--- start of Records for this exercise ---

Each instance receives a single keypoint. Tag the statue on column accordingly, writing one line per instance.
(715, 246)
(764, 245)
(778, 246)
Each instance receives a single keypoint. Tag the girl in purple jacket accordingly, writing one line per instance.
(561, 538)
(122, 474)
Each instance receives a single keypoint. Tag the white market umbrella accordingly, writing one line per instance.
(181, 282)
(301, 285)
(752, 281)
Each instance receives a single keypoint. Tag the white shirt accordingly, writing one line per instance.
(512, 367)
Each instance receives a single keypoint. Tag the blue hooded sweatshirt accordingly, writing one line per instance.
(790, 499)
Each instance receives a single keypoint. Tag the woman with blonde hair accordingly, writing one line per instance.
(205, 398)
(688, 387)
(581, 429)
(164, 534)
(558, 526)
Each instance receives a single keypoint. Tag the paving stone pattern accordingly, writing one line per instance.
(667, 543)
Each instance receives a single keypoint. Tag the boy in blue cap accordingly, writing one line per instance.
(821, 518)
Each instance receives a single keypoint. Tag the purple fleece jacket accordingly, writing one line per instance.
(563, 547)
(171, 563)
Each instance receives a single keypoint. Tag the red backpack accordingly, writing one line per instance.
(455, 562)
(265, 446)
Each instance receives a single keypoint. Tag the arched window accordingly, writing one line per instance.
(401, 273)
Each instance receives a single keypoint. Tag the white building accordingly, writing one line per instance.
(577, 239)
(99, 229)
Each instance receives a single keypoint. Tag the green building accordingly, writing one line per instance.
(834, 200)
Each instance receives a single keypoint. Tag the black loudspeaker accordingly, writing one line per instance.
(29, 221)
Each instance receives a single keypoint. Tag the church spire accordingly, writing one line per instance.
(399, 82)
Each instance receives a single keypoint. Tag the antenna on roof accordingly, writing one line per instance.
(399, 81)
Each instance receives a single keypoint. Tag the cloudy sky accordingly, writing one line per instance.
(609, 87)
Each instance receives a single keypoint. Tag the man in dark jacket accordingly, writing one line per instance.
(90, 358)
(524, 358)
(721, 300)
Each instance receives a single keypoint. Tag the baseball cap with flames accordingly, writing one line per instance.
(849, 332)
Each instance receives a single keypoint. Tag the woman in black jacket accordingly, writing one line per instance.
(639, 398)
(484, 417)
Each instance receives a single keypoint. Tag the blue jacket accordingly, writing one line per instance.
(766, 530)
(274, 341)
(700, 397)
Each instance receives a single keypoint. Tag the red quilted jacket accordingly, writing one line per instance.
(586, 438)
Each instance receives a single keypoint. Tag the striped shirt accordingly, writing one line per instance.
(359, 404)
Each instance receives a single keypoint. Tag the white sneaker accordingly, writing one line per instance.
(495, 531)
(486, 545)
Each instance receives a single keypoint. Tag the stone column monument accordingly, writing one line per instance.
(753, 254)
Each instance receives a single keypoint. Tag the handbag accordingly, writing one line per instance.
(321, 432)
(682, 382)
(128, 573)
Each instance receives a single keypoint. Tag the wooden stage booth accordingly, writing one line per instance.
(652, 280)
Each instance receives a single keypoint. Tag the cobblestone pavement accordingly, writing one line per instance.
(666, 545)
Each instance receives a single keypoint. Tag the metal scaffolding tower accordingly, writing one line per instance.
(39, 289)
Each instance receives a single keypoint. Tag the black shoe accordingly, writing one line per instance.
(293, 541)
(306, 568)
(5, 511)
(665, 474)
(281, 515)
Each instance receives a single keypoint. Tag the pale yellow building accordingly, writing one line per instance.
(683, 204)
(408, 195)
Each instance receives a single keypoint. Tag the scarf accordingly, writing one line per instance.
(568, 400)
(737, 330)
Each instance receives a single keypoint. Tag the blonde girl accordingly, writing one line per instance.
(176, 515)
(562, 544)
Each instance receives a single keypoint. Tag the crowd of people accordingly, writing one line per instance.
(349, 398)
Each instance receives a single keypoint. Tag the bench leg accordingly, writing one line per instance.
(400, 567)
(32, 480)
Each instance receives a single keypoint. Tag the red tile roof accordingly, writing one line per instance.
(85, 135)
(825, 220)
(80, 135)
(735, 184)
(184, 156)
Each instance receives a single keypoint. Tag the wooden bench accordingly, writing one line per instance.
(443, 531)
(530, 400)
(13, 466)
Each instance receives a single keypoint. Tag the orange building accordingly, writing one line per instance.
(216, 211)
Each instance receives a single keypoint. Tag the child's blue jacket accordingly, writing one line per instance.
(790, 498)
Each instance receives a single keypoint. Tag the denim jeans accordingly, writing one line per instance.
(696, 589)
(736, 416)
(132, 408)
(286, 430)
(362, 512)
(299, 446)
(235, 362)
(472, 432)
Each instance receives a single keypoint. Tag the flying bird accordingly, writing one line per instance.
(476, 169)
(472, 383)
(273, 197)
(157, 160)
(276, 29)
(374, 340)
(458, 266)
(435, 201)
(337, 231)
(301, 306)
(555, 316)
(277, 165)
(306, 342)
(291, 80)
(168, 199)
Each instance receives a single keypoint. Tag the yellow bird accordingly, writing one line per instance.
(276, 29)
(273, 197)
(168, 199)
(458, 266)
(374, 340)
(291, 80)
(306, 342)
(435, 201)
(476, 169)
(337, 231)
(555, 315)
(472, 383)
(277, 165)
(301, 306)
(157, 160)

--- end of Records for this exercise ---

■ Exercise instructions:
Using the data above, print every record exactly as shown.

■ Output for this task:
Each instance receives a single keypoint. Tag the statue on column accordingly, writing one line per instance.
(715, 246)
(764, 245)
(778, 246)
Each instance receives a single keypoint. Tag the girl in purple jacket accordingly, writing one line per instance.
(561, 538)
(122, 474)
Each instance receives a single keypoint. Tag the white market umbrella accordingly, writing one line per instance.
(181, 282)
(301, 285)
(752, 281)
Each instance receives a single keypoint. Tag the white shirt accordingly, writing one line per instance.
(512, 367)
Each instance receives a single keypoint. Tag the blue hooded sweatshirt accordingly, writing one line per instance.
(790, 499)
Each instance receives a single keypoint. Tag the woman with blonde hair accordingly, writing one line per instance.
(205, 398)
(688, 387)
(581, 429)
(164, 534)
(558, 526)
Each instance receives a single keypoint. Tag the paving stone pattern accordingly, writing one line per instance.
(667, 543)
Each instance receives a single keypoint. Tag the boy in blue cap accordingly, writing one line per instance.
(821, 518)
Each instance receives a single keypoint. Tag the purple fleece jacket accordingly, writing one line per instance.
(563, 547)
(171, 563)
Each instance receives a single keypoint. Tag the red backpack accordingly, writing one line per instance.
(455, 562)
(265, 446)
Each instance receives a single keypoint. Tag the arched window accordingly, writing one line per instance.
(401, 273)
Each instance receives a single keypoint. Tag the white building accordingly, writing one line per instance.
(577, 239)
(99, 229)
Each instance receives a single keypoint. Tag the green building accordingly, writing one line per instance.
(834, 200)
Each instance receives a single keypoint. Tag the black loudspeaker accordingly, writing one line per instance.
(29, 221)
Each instance receives a single keypoint. Tag the church spire accordingly, writing one line per instance.
(399, 82)
Each instance receives a single keypoint. Tag the antenna on roof accordingly, writing one line per instance.
(399, 81)
Each instance receives a single keypoint. Tag the cloudy sky accordingly, writing one line per instance.
(609, 87)
Each instance receives a single keypoint. Tag the man in dark jacket accordingly, writing one line per instance.
(90, 358)
(524, 358)
(721, 300)
Each instance receives a single keypoint. Tag the baseball cap with flames accordingly, writing one line per instance.
(849, 332)
Each instance receives a single keypoint. Tag the woman in black jacket accordingly, writing one line per instance.
(639, 398)
(484, 417)
Each instance receives a single keypoint. Tag the blue jacket accordingly, writing one line per instance.
(766, 530)
(274, 341)
(700, 397)
Each instance receives a single keypoint. Tag the red quilted jacket accordingly, writing one line per instance.
(586, 438)
Each instance receives a single keypoint. Tag the striped shirt accordingly, writing one line per instance.
(359, 404)
Each instance receives a single keypoint. Tag the white sneaker accordingly, writing one line per instance.
(495, 531)
(486, 545)
Each instance receives a single keypoint. Tag the stone column monument accordingly, writing one line per instance.
(753, 254)
Each instance receives a single keypoint. Tag the handbag accordingly, writing one line per instance.
(321, 432)
(682, 382)
(128, 573)
Each instance receives a single keypoint. Tag the wooden stage booth accordingly, writing one line per instance.
(652, 280)
Each instance receives a single keypoint. Tag the cobblestone pavement accordingly, writing one line per instance.
(666, 545)
Each instance receives a single keypoint. Tag the metal scaffolding tower accordingly, writing one line per instance.
(39, 289)
Each instance receives a single keypoint. Tag the black shoe accordingly, writing one line per instance.
(293, 541)
(306, 568)
(5, 511)
(665, 474)
(281, 515)
Each instance receives a single keypoint. Tag the pale yellow building accordingly, writing one line per instance.
(683, 204)
(408, 195)
Each instance receives a single keypoint. Tag the scarf accordingly, writing one line per instance.
(568, 400)
(737, 330)
Each instance receives a single keypoint. Tag the blonde girl accordingly, writing one line per instance.
(176, 515)
(562, 544)
Each instance receives a single keypoint. Tag the crowd of people accordingly, writing one line per instance.
(349, 398)
Each instance receives a single keypoint. Tag the bench leg accordingly, writing one line per instance.
(400, 567)
(32, 480)
Each instance receives a single keypoint. Tag the red tile roof accordingly, writing one line per instance.
(85, 135)
(825, 220)
(80, 135)
(735, 184)
(184, 156)
Each instance receives a single keypoint. Tag the wooden bench accordingly, writing one line per instance.
(443, 531)
(530, 400)
(13, 466)
Each instance receives a single keypoint. Tag the orange building accordingly, writing one line per instance.
(216, 211)
Each instance receives a single keypoint. Tag the child's blue jacket accordingly, writing one line per instance.
(790, 498)
Each instance receives a single keypoint. Tag the denim jeans accordingly, writing one line per instance.
(696, 589)
(736, 416)
(132, 408)
(286, 430)
(362, 512)
(299, 446)
(235, 362)
(472, 432)
Each instance receives a single keypoint. Tag the flying bird accordingly, writing one line per instance.
(476, 169)
(472, 383)
(273, 197)
(157, 160)
(276, 29)
(374, 340)
(458, 266)
(435, 201)
(337, 231)
(301, 306)
(555, 316)
(277, 165)
(306, 342)
(291, 80)
(168, 199)
Each instance receives a single keypoint. Tag the yellow bird accordingly, writing one line per instance.
(276, 29)
(273, 197)
(168, 199)
(458, 266)
(374, 340)
(291, 80)
(306, 342)
(435, 201)
(476, 169)
(337, 231)
(555, 315)
(472, 383)
(277, 165)
(301, 306)
(157, 160)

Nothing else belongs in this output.